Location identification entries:
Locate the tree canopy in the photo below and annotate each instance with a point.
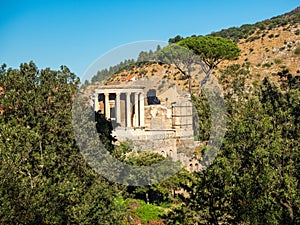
(212, 50)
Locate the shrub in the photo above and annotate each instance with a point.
(277, 61)
(266, 65)
(297, 50)
(281, 48)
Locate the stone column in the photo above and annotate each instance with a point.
(107, 106)
(96, 102)
(136, 108)
(142, 113)
(118, 108)
(128, 113)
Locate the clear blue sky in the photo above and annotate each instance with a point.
(75, 33)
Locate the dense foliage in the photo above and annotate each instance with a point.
(43, 177)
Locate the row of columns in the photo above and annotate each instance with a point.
(138, 108)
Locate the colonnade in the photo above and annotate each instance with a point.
(134, 105)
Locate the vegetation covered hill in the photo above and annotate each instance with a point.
(268, 49)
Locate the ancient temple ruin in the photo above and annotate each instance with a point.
(158, 122)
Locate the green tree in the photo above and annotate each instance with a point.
(43, 177)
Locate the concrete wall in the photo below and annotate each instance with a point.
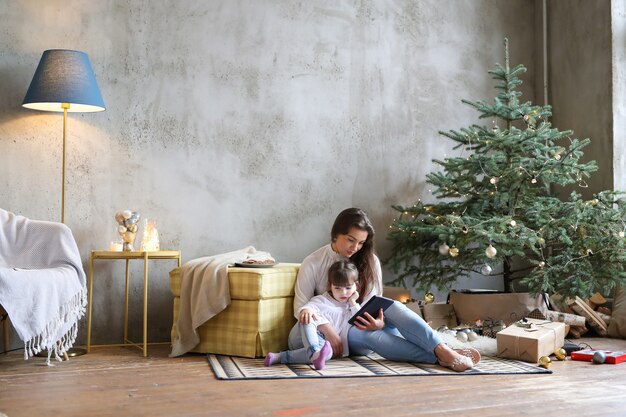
(580, 80)
(238, 123)
(618, 25)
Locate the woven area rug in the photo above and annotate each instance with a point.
(236, 368)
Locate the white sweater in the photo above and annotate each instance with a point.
(337, 313)
(313, 276)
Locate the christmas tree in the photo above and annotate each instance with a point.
(499, 211)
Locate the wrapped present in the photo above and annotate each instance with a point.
(491, 327)
(437, 315)
(529, 340)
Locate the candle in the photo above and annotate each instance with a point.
(115, 247)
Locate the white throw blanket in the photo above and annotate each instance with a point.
(42, 283)
(204, 293)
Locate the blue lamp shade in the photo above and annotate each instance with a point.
(64, 76)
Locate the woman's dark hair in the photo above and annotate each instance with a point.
(364, 258)
(342, 274)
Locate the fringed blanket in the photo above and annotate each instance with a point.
(204, 293)
(42, 283)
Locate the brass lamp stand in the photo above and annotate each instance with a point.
(64, 81)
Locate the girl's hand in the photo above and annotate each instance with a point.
(333, 338)
(368, 322)
(306, 316)
(353, 298)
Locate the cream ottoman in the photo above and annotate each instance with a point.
(259, 317)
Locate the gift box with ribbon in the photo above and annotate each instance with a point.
(530, 339)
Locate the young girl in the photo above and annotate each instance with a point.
(399, 334)
(334, 307)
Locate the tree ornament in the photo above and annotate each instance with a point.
(545, 362)
(560, 354)
(429, 298)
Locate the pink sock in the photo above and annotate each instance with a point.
(319, 358)
(271, 359)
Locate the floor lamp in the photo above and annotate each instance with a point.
(64, 82)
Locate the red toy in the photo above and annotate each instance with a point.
(612, 357)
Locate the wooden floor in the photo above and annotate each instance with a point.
(116, 381)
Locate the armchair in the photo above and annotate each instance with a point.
(42, 283)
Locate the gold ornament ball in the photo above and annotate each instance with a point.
(429, 298)
(545, 362)
(560, 354)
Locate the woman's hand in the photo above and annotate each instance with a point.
(306, 316)
(353, 298)
(368, 322)
(333, 338)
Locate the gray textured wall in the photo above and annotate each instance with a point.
(580, 80)
(240, 123)
(618, 25)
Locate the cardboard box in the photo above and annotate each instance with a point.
(528, 344)
(437, 315)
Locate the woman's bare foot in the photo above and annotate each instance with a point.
(457, 360)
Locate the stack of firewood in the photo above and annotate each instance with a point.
(591, 314)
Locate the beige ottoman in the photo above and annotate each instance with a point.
(259, 317)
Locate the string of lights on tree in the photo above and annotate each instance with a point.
(500, 209)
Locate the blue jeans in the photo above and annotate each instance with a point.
(310, 341)
(405, 337)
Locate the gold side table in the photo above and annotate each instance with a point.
(146, 256)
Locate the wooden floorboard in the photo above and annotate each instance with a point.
(116, 381)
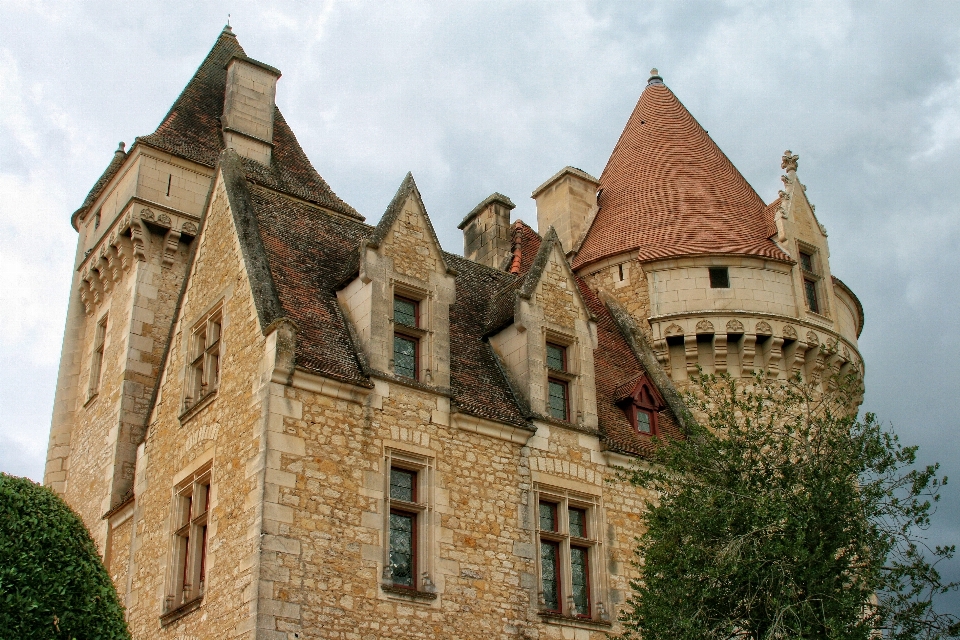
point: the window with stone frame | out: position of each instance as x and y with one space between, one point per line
558 381
188 546
96 360
203 371
810 273
569 548
406 337
407 507
642 407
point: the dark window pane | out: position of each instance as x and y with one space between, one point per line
548 516
405 356
405 312
401 485
550 577
401 549
719 278
643 421
558 400
810 288
581 582
555 357
578 522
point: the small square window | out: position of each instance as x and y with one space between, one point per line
556 357
558 399
719 278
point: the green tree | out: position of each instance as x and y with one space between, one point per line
785 516
52 582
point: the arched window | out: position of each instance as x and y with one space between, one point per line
641 407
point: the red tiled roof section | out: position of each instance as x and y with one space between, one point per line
191 130
668 190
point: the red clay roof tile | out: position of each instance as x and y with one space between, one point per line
668 190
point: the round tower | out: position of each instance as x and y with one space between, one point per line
715 277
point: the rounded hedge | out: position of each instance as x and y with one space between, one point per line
52 582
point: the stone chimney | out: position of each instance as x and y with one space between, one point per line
568 203
248 106
486 231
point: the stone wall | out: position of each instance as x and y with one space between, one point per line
222 431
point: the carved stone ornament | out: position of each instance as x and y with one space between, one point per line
674 330
789 161
734 326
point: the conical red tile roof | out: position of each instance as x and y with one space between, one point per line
668 190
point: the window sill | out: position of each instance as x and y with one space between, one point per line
175 614
552 617
407 593
187 415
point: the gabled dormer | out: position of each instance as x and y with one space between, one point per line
399 303
802 236
545 336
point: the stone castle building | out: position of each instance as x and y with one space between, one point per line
279 421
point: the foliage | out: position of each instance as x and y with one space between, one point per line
52 582
785 516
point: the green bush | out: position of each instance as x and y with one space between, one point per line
52 582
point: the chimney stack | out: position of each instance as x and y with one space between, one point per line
248 106
486 231
568 203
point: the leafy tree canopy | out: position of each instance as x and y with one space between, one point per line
785 516
52 582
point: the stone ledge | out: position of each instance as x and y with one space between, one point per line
406 593
182 610
552 617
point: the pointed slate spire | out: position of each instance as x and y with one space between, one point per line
668 190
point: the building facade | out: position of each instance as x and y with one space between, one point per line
279 421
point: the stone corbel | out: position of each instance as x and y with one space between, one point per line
138 236
111 255
86 297
124 248
103 272
170 246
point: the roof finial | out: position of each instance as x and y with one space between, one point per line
789 161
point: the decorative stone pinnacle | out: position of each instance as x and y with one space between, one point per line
789 161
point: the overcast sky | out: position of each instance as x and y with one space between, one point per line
480 97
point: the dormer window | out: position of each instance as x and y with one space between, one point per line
642 406
406 340
558 401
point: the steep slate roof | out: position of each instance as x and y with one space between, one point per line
668 190
615 363
192 130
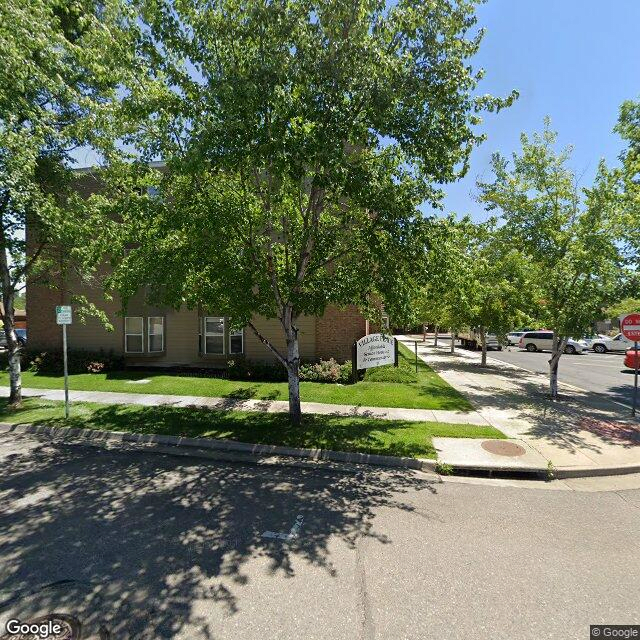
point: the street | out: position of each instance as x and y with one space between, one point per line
151 546
599 373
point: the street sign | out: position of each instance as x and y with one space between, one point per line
63 314
630 327
375 350
63 317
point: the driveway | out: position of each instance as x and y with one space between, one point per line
155 547
604 374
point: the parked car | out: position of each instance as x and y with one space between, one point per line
472 340
617 343
632 358
21 334
590 339
513 338
543 341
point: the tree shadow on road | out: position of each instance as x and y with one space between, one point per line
144 544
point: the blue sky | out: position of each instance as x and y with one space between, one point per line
574 60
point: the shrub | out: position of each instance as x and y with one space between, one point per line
78 361
389 373
326 371
259 371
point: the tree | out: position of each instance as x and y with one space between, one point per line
500 290
624 307
57 74
628 127
299 138
569 235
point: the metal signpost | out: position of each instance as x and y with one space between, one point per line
373 350
630 328
63 317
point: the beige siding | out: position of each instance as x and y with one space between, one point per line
272 330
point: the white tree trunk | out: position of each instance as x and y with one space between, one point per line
483 338
293 367
13 346
557 350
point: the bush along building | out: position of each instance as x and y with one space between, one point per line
150 336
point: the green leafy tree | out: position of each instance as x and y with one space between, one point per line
570 235
56 78
628 127
624 307
299 139
499 282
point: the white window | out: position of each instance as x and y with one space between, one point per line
214 335
155 334
236 341
133 335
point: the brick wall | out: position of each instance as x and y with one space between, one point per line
43 332
336 332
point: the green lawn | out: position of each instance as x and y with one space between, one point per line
382 387
366 435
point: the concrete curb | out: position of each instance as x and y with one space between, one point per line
254 450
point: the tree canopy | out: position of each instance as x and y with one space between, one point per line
571 235
299 139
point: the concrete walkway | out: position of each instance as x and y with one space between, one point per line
582 431
269 406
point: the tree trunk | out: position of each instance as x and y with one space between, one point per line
556 351
13 346
293 369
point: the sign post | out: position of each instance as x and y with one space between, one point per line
630 328
63 317
373 350
635 380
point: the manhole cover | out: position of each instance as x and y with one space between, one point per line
502 448
55 626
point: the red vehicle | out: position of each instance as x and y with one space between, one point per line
632 359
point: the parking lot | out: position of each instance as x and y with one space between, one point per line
599 373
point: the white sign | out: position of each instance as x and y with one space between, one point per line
375 350
63 315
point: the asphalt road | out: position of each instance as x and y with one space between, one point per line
599 373
154 547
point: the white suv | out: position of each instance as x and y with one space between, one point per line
617 343
543 341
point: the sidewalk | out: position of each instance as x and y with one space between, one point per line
269 406
581 431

** Task **
Exactly repeat the lines from the line that contains "point: the concrete curb" to the end of the entries, both included, and leave out all other lines.

** Correct result **
point: the concrete curb | out: position of each instance as x and y with one space between, one point per line
254 450
point: the tree canopy | out: position of each instance as x and y with one space between, one point per line
571 235
299 139
point: the concrete walkway | out: position of each instance as x and y with one space between, one point per line
582 431
269 406
point: the tree trunk | out: position of each instance as x and y with one space between, one point per line
556 351
13 346
293 369
point: the sign post | out: position of each instance as x and y with one space between, one point per line
630 328
63 317
373 350
635 380
point: the manhole cover | out: position of each instance as x and y with one space between, one point per line
502 448
55 626
point: the red vehicle | out: position of each instance as x and y with one space between, one point per line
632 359
point: the parking lot | out: position of each instance as x and y with one space between, one point per line
599 373
point: the white sign | out: position of each instance as x and y with one space between, one point per line
375 350
63 315
point: the asphalt road | out: position of each instance as x and y with one space between, one point per line
599 373
154 547
point: the white suv | out: position of each instance as x and y with one space between, one point per line
617 343
543 341
point: the sidewalk | out: position of each instance as x and y with one space between, one point per line
269 406
581 431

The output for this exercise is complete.